## PROBLEM STATEMENT
Can you copy everything in the material from the line containing "Trace person holding flag." down to the line containing "[218,3,319,77]", both included, with nothing changed?

## DATA EXCERPTS

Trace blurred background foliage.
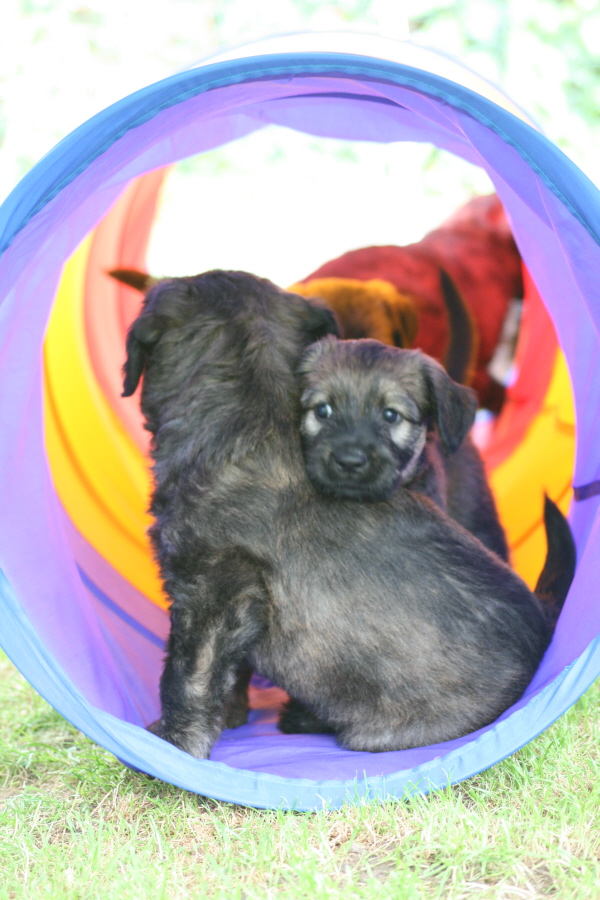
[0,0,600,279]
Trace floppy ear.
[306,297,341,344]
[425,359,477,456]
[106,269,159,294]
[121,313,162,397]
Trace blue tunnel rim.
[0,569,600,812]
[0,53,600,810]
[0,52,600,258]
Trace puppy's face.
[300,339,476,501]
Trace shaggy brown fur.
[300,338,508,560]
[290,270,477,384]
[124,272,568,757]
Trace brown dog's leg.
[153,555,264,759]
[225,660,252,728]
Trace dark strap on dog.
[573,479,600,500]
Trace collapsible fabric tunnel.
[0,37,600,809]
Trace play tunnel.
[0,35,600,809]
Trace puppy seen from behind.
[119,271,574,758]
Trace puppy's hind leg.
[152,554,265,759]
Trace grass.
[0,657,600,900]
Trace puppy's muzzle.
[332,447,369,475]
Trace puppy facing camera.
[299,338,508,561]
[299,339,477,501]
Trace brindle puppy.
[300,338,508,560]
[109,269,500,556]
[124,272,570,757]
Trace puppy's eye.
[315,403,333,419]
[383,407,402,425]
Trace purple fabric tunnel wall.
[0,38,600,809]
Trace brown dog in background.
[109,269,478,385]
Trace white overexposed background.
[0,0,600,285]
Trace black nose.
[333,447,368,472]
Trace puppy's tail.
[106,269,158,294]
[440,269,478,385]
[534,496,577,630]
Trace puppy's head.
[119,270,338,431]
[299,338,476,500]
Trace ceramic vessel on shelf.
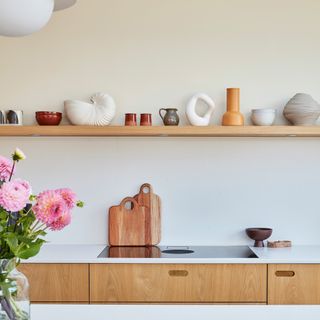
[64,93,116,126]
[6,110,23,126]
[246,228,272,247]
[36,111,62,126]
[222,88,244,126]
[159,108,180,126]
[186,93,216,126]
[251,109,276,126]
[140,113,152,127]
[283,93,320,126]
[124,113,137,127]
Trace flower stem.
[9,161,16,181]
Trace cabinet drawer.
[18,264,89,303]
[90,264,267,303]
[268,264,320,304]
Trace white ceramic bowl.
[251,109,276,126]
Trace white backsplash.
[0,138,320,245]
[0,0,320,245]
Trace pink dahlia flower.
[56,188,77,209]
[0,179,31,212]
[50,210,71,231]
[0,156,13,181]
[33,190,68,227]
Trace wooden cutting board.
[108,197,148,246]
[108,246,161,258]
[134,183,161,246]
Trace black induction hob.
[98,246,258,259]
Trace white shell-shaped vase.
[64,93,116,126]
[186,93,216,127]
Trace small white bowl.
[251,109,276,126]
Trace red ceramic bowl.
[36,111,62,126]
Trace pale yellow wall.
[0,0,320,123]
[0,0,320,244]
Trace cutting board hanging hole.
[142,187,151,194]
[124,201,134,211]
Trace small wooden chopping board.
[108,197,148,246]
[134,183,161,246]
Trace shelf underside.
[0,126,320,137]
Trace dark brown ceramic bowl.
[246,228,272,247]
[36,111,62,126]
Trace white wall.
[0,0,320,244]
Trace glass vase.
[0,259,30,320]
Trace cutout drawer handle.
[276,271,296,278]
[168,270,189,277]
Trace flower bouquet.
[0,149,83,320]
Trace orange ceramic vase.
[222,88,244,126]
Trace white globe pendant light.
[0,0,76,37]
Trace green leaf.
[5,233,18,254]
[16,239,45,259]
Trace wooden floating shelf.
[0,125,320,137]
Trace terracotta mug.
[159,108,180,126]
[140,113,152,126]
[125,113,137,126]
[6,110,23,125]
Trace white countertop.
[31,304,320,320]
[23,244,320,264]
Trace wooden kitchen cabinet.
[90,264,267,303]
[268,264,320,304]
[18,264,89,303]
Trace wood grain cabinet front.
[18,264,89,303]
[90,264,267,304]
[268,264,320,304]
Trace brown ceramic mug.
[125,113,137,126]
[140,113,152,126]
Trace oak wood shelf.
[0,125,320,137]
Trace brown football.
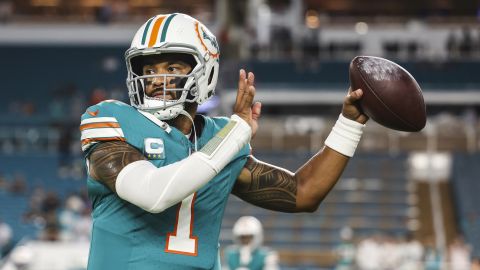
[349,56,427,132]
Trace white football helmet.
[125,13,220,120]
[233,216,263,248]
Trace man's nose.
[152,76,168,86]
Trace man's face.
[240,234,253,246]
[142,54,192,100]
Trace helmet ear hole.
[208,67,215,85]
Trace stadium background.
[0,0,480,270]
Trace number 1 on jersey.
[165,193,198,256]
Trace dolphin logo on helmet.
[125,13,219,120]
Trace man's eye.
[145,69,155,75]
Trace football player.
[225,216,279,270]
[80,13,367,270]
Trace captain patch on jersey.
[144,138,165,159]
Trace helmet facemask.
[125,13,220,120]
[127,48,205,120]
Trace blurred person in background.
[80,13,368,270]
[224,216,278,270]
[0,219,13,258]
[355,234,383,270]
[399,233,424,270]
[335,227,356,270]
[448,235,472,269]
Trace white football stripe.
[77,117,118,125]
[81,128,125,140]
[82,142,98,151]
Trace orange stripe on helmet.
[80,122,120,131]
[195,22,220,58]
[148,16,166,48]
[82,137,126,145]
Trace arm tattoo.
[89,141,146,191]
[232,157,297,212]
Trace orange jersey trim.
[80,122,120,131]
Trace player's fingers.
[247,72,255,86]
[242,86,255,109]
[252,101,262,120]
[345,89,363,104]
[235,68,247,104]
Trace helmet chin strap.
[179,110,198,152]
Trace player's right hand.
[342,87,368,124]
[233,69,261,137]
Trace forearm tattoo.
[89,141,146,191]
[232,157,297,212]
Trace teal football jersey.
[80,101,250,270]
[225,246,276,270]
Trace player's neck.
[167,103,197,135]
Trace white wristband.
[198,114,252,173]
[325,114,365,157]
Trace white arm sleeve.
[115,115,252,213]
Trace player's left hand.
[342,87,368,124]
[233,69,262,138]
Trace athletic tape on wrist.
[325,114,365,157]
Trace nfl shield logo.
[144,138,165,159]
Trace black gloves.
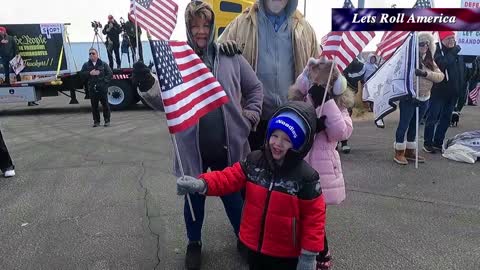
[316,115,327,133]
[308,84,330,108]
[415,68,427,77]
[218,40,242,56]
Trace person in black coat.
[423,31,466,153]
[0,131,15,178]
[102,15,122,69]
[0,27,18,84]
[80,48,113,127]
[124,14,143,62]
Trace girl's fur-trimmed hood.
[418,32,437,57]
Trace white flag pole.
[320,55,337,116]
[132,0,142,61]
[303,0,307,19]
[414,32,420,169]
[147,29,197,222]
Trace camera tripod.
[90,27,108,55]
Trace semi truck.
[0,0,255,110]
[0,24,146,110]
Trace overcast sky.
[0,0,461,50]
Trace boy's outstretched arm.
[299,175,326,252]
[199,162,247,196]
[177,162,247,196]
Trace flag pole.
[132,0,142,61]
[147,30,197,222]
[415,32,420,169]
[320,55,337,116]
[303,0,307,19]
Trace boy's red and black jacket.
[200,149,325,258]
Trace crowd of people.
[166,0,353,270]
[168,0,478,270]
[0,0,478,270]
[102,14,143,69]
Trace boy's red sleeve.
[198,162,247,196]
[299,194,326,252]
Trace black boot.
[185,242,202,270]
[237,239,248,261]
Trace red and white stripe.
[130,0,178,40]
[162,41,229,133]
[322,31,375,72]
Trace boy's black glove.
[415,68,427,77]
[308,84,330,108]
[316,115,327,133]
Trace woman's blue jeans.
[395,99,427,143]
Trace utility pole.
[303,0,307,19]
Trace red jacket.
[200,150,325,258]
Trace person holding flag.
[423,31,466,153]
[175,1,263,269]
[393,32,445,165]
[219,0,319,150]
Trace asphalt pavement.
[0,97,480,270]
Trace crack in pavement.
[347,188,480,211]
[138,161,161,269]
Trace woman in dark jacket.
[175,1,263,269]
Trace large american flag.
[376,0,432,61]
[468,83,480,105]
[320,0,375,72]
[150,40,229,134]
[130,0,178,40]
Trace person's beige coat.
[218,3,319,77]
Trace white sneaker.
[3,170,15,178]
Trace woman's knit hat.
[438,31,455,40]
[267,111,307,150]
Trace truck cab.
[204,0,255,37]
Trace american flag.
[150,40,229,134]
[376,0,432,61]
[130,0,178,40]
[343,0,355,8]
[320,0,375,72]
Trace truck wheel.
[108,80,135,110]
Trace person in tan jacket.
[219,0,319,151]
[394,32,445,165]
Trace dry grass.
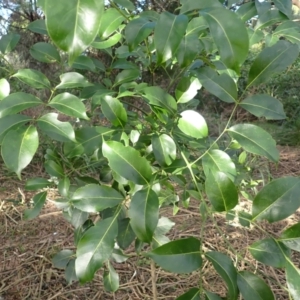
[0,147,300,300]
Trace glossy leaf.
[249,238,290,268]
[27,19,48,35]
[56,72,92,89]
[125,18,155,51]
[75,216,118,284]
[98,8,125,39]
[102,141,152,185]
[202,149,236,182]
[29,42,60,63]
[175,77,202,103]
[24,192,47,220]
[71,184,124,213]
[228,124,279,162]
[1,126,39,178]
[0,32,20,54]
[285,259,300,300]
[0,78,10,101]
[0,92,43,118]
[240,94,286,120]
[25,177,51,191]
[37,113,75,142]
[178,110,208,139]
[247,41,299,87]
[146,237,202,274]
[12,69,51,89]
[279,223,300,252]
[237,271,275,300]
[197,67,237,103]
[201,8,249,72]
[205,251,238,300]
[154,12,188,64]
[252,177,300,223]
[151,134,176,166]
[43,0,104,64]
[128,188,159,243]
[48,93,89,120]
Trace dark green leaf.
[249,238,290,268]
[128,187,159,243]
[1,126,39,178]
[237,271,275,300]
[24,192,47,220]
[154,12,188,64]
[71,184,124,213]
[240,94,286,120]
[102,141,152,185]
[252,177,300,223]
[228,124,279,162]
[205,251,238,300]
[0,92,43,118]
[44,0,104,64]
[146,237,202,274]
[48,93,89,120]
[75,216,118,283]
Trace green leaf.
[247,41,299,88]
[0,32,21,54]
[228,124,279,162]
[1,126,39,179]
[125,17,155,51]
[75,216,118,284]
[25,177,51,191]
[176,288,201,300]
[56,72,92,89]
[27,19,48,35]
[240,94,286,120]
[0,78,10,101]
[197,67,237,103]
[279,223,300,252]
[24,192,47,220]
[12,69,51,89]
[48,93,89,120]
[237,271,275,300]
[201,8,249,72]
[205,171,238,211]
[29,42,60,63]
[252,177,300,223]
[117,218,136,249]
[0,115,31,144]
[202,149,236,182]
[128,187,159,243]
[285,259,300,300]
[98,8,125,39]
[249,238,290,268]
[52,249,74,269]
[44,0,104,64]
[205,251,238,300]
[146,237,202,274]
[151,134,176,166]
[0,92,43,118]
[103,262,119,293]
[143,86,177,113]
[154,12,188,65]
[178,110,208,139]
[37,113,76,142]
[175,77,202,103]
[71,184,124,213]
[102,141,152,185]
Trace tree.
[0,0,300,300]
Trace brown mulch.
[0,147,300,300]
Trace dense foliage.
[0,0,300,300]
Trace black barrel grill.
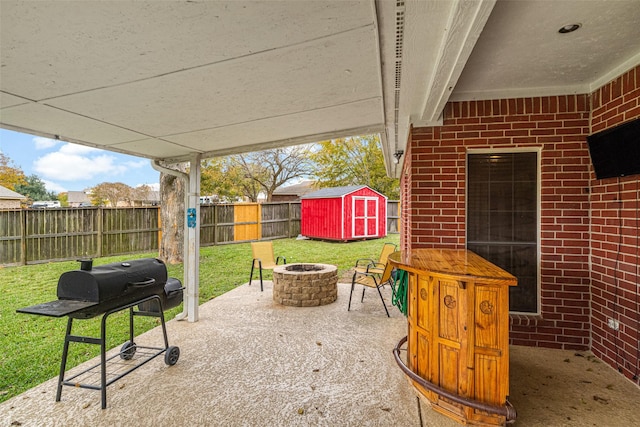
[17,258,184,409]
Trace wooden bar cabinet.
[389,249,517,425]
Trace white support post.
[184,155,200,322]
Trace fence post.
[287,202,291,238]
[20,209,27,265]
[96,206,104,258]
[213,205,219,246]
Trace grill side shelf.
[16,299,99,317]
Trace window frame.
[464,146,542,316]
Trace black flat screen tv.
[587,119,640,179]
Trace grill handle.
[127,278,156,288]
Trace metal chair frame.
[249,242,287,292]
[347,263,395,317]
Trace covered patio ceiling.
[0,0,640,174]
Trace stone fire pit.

## COMPLETED EXERCISE
Trace person holding flag.
[423,31,466,153]
[175,1,263,269]
[393,32,445,165]
[219,0,319,150]
Trace asphalt pavement.
[0,97,480,270]
Trace crack in pavement.
[347,188,480,211]
[138,161,161,269]
Trace woman in dark jacket.
[175,1,263,269]
Trace large american flag.
[376,0,432,61]
[468,83,480,105]
[320,0,375,72]
[150,40,229,134]
[130,0,178,40]
Trace person's beige coat.
[218,3,319,77]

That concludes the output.